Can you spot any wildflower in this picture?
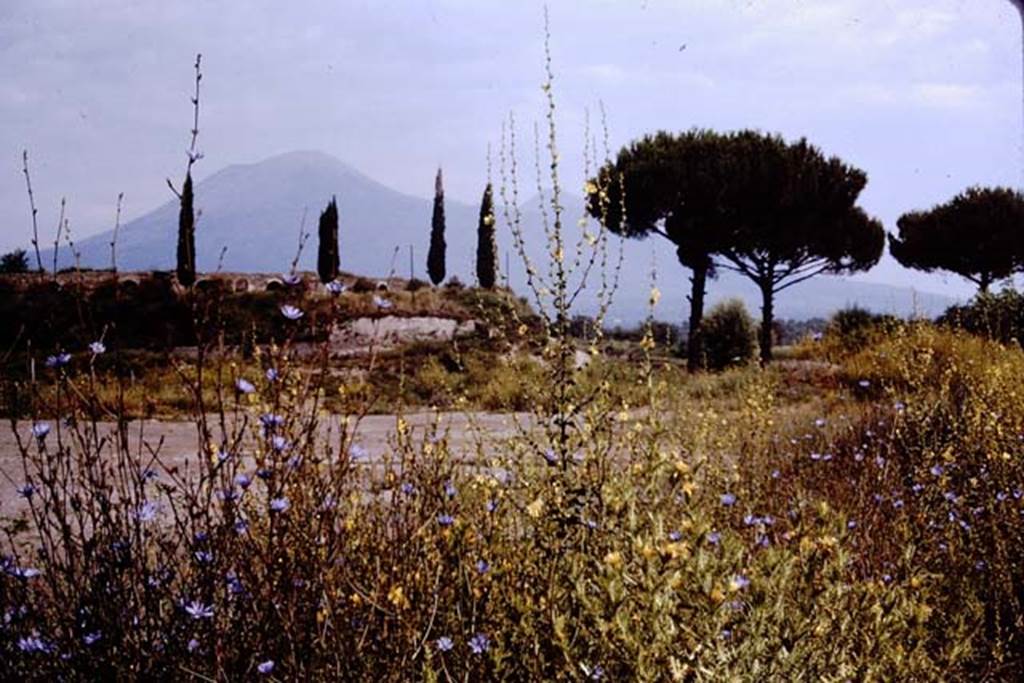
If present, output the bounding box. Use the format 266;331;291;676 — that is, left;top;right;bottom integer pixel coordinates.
17;635;53;652
281;303;305;321
183;600;213;620
135;501;160;523
469;633;490;654
45;353;71;368
729;573;751;591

▶ _Your objective_: Rewrite all the items above with every line in order, keeping the wording that comes before the answers but leaving out the pictures. Add 94 to each bounding-box coordinate in the answers, and leave all other numbers unchanged.

▶ _Right answer_:
Can you spot any wildflower in this picture?
If present, output the bounding box. Use the format 266;331;291;676 — that is, left;top;right;bottom integer pixel coordinates.
111;729;147;746
375;397;399;415
277;694;307;714
229;595;254;617
563;727;584;748
139;447;165;462
823;667;845;685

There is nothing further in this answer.